What needs to be done ▸
Exactly as they appear, print the line with "Would you be so kind as to point out the dirt" and each line after it through the end of the entries below; leave out pictures.

Exercise material START

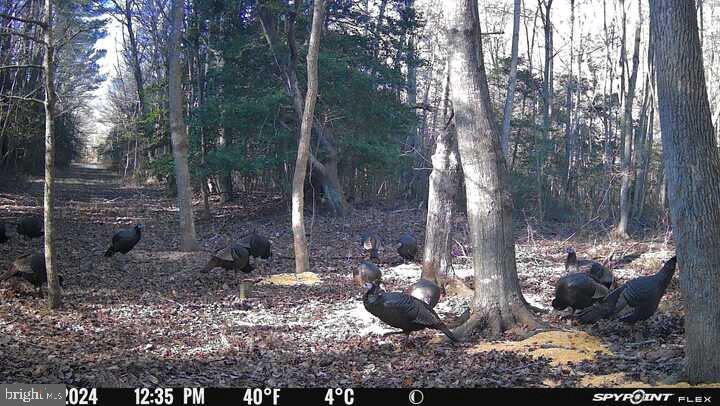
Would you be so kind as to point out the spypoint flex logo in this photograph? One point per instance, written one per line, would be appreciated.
(635, 398)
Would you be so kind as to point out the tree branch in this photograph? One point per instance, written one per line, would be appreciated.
(9, 33)
(23, 98)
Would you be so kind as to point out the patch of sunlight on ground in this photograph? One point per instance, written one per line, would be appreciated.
(560, 347)
(620, 380)
(291, 279)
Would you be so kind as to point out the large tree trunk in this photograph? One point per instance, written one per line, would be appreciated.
(627, 164)
(512, 79)
(302, 259)
(178, 131)
(547, 107)
(54, 299)
(692, 170)
(570, 83)
(442, 189)
(498, 299)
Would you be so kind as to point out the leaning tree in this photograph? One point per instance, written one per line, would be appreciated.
(498, 300)
(692, 171)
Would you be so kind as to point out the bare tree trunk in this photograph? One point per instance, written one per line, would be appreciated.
(692, 169)
(331, 184)
(627, 164)
(498, 300)
(178, 131)
(302, 259)
(442, 189)
(507, 111)
(54, 299)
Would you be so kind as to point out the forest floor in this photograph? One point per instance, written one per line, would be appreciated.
(153, 319)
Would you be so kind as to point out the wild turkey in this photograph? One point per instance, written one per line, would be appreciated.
(124, 240)
(258, 245)
(30, 227)
(370, 242)
(235, 258)
(596, 270)
(3, 236)
(636, 300)
(578, 291)
(425, 290)
(402, 311)
(366, 272)
(30, 267)
(407, 247)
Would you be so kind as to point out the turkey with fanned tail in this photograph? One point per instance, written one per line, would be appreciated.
(636, 300)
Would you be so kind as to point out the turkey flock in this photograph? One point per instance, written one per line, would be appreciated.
(588, 288)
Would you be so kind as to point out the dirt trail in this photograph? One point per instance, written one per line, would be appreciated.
(157, 321)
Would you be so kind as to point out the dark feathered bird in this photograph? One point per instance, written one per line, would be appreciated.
(636, 300)
(3, 236)
(124, 240)
(578, 291)
(407, 247)
(366, 272)
(30, 227)
(596, 270)
(370, 242)
(235, 258)
(258, 245)
(425, 290)
(30, 267)
(402, 311)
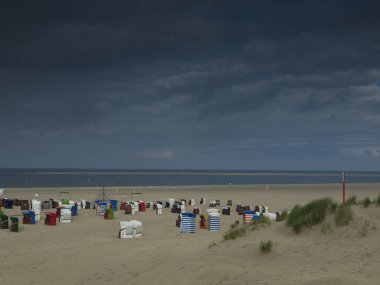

Exercise material END

Output ▸
Would you be so kind as to point out the dirt trail in this photograph? One point per instance, written one per line, would be appreciated.
(157, 321)
Would you be so kind as to point out the dark feathered bird in this photograph? One point per instance, written one per line, would be appreciated.
(636, 300)
(3, 236)
(124, 240)
(578, 291)
(407, 247)
(366, 272)
(30, 227)
(596, 270)
(370, 242)
(235, 258)
(258, 245)
(425, 290)
(30, 267)
(402, 311)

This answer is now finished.